- SOURCE MATERIAL:
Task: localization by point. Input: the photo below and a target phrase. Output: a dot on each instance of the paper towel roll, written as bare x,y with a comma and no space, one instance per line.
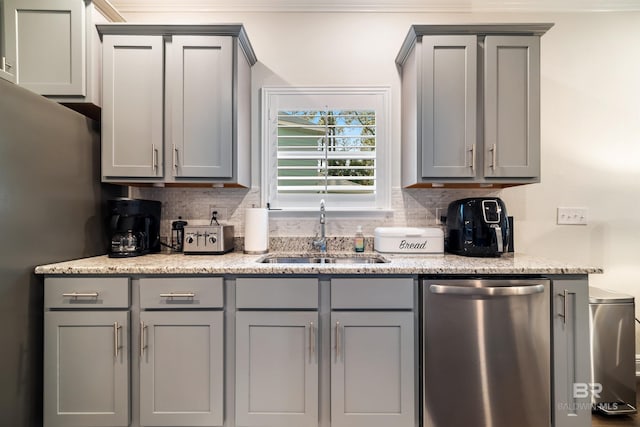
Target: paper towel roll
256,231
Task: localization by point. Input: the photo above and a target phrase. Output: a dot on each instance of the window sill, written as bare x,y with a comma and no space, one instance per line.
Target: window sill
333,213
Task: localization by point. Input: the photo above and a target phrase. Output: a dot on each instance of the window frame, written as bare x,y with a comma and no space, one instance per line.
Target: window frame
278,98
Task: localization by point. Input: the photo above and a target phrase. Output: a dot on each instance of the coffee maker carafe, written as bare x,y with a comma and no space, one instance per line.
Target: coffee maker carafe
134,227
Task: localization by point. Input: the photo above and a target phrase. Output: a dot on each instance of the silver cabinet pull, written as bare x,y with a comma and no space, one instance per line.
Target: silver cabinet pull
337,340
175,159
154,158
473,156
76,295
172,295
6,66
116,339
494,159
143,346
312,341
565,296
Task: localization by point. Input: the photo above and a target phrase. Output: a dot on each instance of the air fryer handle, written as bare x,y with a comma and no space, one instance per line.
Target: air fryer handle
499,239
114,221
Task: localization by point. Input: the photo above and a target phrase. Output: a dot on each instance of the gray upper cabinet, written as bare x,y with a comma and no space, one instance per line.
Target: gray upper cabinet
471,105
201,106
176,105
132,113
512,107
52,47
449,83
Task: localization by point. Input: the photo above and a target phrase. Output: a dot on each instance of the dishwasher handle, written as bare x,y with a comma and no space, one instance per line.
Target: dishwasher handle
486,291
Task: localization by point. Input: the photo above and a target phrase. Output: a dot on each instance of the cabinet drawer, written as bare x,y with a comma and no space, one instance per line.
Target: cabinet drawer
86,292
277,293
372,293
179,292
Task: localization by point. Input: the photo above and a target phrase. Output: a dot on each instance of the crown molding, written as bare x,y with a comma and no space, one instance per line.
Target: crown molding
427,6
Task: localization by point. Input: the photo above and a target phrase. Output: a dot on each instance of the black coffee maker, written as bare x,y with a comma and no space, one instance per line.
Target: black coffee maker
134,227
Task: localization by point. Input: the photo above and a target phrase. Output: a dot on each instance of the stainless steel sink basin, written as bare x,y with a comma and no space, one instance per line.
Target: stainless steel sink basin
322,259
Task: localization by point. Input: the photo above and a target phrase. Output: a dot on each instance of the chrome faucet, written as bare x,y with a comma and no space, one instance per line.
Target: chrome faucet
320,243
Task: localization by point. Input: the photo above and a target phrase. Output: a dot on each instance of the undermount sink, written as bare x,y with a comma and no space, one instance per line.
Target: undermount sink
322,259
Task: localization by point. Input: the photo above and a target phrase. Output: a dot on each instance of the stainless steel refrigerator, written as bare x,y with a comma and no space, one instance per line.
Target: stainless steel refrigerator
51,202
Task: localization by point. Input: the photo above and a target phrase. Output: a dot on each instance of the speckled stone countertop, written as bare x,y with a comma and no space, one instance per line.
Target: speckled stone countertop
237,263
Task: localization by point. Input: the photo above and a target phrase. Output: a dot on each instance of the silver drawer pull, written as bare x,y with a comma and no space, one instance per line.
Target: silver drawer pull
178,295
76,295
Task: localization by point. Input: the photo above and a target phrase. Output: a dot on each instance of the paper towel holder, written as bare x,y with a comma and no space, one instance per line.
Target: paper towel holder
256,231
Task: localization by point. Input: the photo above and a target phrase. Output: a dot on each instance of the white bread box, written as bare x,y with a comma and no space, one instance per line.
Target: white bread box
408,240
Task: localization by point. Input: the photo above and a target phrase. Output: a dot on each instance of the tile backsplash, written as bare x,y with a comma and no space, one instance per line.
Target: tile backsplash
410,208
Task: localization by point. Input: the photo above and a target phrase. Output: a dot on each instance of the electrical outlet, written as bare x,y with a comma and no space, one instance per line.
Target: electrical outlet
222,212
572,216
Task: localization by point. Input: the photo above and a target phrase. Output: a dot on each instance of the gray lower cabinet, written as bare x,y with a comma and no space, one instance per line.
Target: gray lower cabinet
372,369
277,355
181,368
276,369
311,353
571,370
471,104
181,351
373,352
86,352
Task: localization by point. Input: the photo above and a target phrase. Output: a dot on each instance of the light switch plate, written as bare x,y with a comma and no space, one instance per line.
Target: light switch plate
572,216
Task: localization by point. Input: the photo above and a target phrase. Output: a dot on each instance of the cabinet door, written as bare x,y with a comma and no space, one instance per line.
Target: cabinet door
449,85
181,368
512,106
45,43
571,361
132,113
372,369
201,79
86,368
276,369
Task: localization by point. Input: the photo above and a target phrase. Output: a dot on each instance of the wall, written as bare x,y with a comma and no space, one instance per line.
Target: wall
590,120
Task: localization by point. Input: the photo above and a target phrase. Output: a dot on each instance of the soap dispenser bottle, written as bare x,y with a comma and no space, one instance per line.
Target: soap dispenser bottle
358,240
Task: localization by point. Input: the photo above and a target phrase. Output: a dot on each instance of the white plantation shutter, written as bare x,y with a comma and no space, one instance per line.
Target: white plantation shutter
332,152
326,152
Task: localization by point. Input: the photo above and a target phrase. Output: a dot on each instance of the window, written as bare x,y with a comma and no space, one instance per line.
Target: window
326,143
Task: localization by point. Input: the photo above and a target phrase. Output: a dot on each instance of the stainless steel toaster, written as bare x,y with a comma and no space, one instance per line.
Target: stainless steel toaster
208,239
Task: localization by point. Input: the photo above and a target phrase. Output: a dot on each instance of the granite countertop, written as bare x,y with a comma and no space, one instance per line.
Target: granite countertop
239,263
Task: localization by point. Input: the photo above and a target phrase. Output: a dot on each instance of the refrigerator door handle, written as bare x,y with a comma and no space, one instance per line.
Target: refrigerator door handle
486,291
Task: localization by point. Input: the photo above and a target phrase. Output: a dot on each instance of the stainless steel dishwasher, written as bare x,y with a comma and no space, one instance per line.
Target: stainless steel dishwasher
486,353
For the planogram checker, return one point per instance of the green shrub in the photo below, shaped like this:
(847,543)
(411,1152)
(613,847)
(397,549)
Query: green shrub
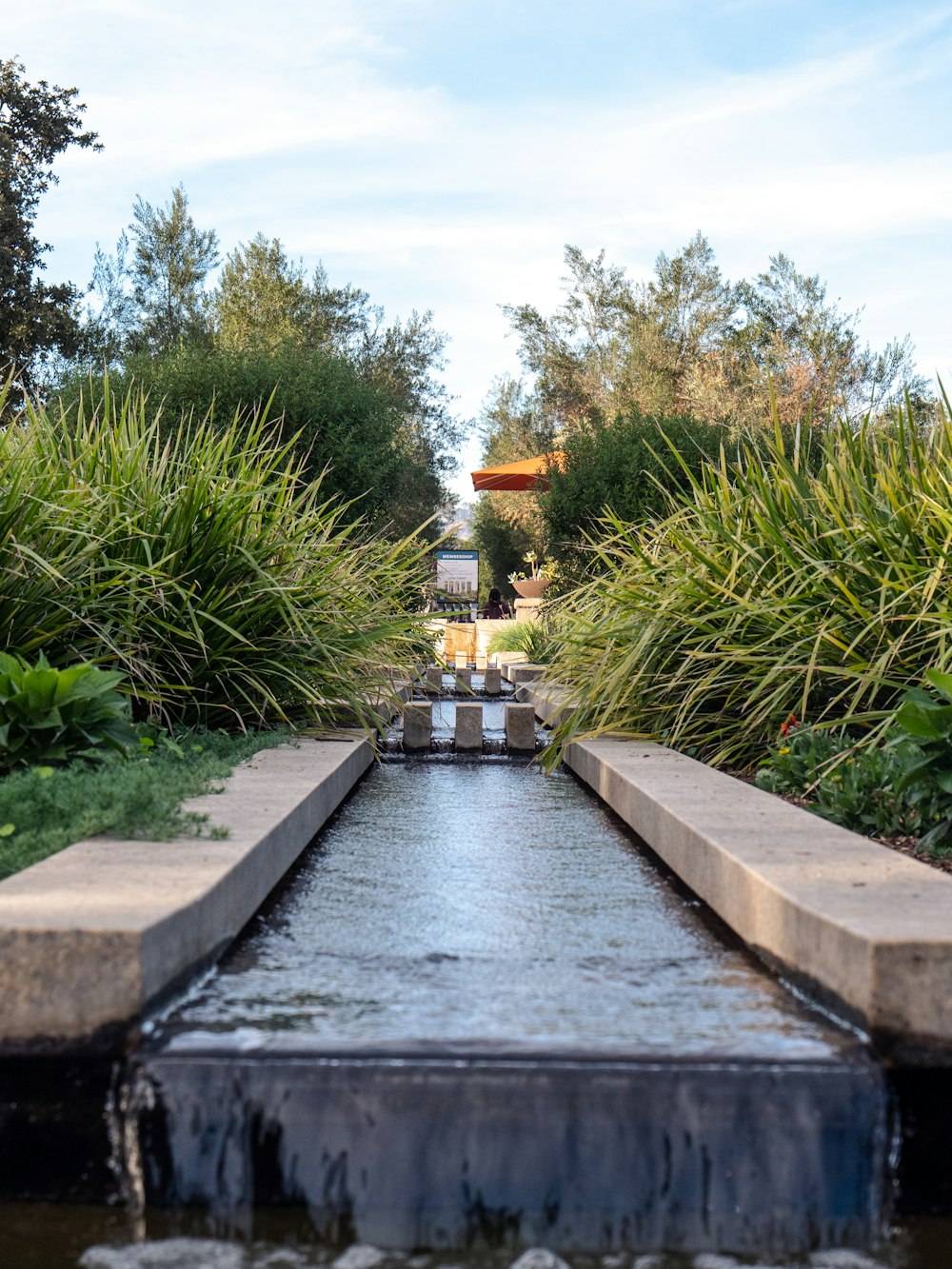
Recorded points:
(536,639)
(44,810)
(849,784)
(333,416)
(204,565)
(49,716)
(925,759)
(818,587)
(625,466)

- EXERCISE AIM: Each record above should come back exactly the same, only without its pictures.

- RIGHT ANSWER:
Task: localization by point. Input: the photo below and a target phrase. Output: a dot on each instance of the paper towel roll, written as bare x,y with a comma and no space, one instance per line.
Target: paper towel roll
256,231
Task: localization by point. Input: the photo above and a target phrase. Output: a dot on each instance of the window sill, written as bare x,y with a comma and no space, one instance per line.
Target: window sill
333,213
Task: localization by point. Input: the photo above and a target phrase. Output: a dot on each instance of the window frame, written as bare x,y with a comma and no space, one instance per line.
Target: window frame
278,98
Task: localization by point. Input: the photo above and a target phrase. Output: a dot on each instance of the coffee maker carafe, written as bare x,y with a comma and no space, one instance per line.
Target: coffee maker carafe
134,227
Task: localization by point. Input: the photo above and a target phrase. Output: a dot on each instance of the silver cabinet pull, written as bare x,y with a comma and no space, one instance per line.
Target: silver cabinet pull
337,340
175,159
154,158
473,156
76,295
172,295
6,66
116,339
494,159
143,346
312,341
565,296
Task: localization by point. Input: the photo above and a target phrase. Output: a dot on each instance of the air fryer handle, written as bare x,y with a comma and no space, one instance per line.
Target: air fryer handle
499,239
114,221
Task: localization by point. Input: the photo above and a target phrase. Output: a dot on each instance of the gray upper cabinet, written as bare x,y with a comma and no space, one instance per line.
Target: gray upper cabinet
471,105
201,106
176,105
132,113
512,107
52,47
449,83
Task: localization by point. Input: the photo above and a target phrase. Output: a dot on each instance of the dishwasher handle, written as bare x,y with a comma and no space, one instance per line.
Target: dishwasher handle
486,291
Task: localization by point. Input: the photo above and a target phrase. Output: a dot on each instance of the cabinet drawer, written as bare x,y with a comma and no space, one instance per line.
Target: cabinet drawer
86,292
277,293
372,293
179,292
Task: localization by point. Input: the photo above and a target phrase. Output: a dot on each instance of the crown molding, written as bare x,y with a comma and no space, one instance per line.
Target: crown molding
427,6
Task: localization by point. Input: the photo above and a target phrase. Output: a dot on each instance of the black coffee maker, written as bare x,y with a comma and no space, one instance per line.
Target: black coffee maker
134,227
Task: localization by point. Input: the photo above and a target phrase. Output: a dot on each instance of the stainless steel sink basin, written as bare x,y with a comma and no space, one instance per line.
Target: stainless steel sink basin
322,259
Task: localization by point. Input: the photo above and a target phrase. Output: a dot on each instance of the chrome faucet, written as bare x,y with a comma and no space, one instance per line.
Target: chrome faucet
320,243
Task: localization by point. Input: the photo above and a target phrase. Output: a dot on each instance of the undermount sink, written as bare x,y with a comma and no space, one instance per line.
Target: undermount sink
322,259
Task: localization by point. Input: the photo above and a target phrase. Output: a dot on each instance of the stainless steel refrigerator, written as bare x,y with a comma and no space, one instance per line.
Target: stainless steel refrigerator
51,202
Task: localization by point. Input: the photo above and a target phrase. Output: a dot on each instance of the speckled stone countertop, written as bare x,y with a comma and no space, one instance per line.
Target: speckled stone countertop
237,263
Task: localization by point. Input: the photo above and a target phrase. Output: a dot on each instance of the silver drawer pull, written as bare x,y with a comma and no space, one instance per line.
Target: silver drawer pull
178,295
76,295
Task: localization by point. Input: the photo above and a target phrase. Output: a dot on each instance of the paper towel holder, written as bare x,y with a comma and no space, one instance per line.
Target: paper towel holder
256,231
Task: localization by point. Input: the photo above and a target phrase. Output: a dot on each instance of the white bread box, written as bare x,y with a comma and no space, one instance per line.
Target: white bread box
408,240
Task: localization by point. Input: the photo above and a target phrase. Output: a dot on each instance of the tile backsplash, written as bare x,y with a comma and no space, one instance per line.
Target: tile backsplash
410,208
Task: localization by point. Input: the photo above and a target phrase. Output: a dot on each instance of the electrical outlet, written as bare x,y with a comma and no space, one instance per line.
Target: electrical outlet
222,212
572,216
Task: localization by point. Input: the photo above and a target phrase. Output: a dot on each instance of the gray lower cabinet, written as bare x,y with a comma and no space, one instance per line.
Target: gray lower cabinet
372,369
277,355
181,368
276,369
311,353
571,370
471,104
181,351
373,352
86,352
Task: localization by point. Input: the photo above and a target phrase. Output: a dot on each instance of the light switch plate, written as bare x,y with a comma and no space, one instance per line.
Target: light switch plate
572,216
Task: localization by point. Input: the photo above and a target phrase. Output: a dot on each instance of the cabinet door, written as bare x,y with a comma and no space, one instance per line.
Target: cabinet door
449,85
181,368
512,106
45,43
571,361
132,113
372,369
201,79
86,368
276,369
Task: localization by point. Input: the photo above and a target phrase. Output: a dot on each instance of the wall, written as bare x,y with a comma and no space, one instance per line.
Target: wall
590,120
Task: localization by point. Input: the photo above and a target phrase. Output: a dot on each instance of the soap dispenser bottle, written as bare x,y with a comma and no space, one instance per line.
Target: soap dispenser bottle
358,240
Task: localization by point. Input: the photo above and a target phrase. Output: a dot on each instance of the white plantation shutter, written as bare x,y with a comma and no space, one instance per line.
Target: white plantation shutter
332,152
326,152
Task: localization by point. Input: the photo above and a target phrase. Output: a dot on each instance of the window, written as bare x,y with a comma and no space, one instance per line.
Target: window
326,143
Task: localization by point. Input: the photo above and a target phrase. Output: a dot on each instance of the stainless steel toaster, written as bare x,y with a comma and no space, one instance per line.
Target: stainless steel toaster
208,239
Task: localization by point. Input: the photo above and a target phrase. Output: a dot on each instance of the granite countertop, written as bare x,y with a comma and no space, one instance per line.
Target: granite countertop
239,263
Task: localization by point. Input: the photo above and a target phrase. Output: a dot on each instance of the refrigerator door handle, written as bare x,y with a comma and no space, one instance per line.
Target: refrigerator door handle
486,291
Task: localization by point. Input: the photo above and a target phrase. Output: a dot on each instance of the stainless steel dishwasher, written as bare x,y with a comma and no space, one instance per line.
Target: stainless steel dishwasher
486,353
For the planogram checker, return one point per instance of the green shrub in the photo below, shaped like this:
(847,543)
(411,1152)
(613,847)
(397,549)
Query: green shrub
Recorded points:
(536,639)
(44,810)
(849,784)
(333,416)
(204,565)
(49,716)
(925,759)
(818,587)
(625,466)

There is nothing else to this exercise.